## Short task
Copy the items below, starting at their beginning and continuing through the line with "[0,0,600,261]", keeping the request text and raising every bounding-box coordinate by 15. Leave out the pictures.
---------- Data lines
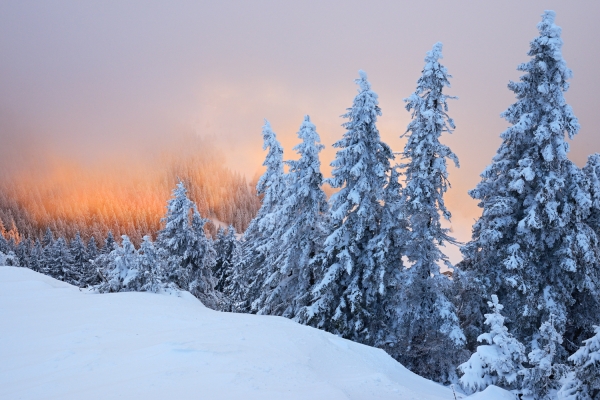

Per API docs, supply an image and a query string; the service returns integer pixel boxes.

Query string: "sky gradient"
[0,0,600,261]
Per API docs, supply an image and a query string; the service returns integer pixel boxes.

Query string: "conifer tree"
[236,120,285,311]
[48,237,79,285]
[213,225,238,293]
[102,231,118,254]
[15,238,31,268]
[583,153,600,241]
[252,115,328,318]
[462,11,600,343]
[298,71,394,344]
[157,181,218,308]
[138,235,164,293]
[87,236,98,261]
[369,166,408,348]
[29,239,44,272]
[393,43,465,382]
[458,294,525,392]
[223,240,247,312]
[70,232,89,276]
[558,326,600,400]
--------------------
## Solution to this problem
Per API docs, supply an image and a query string; the service returns integer pixel boxes.

Query string: "sky gradient"
[15,15,615,276]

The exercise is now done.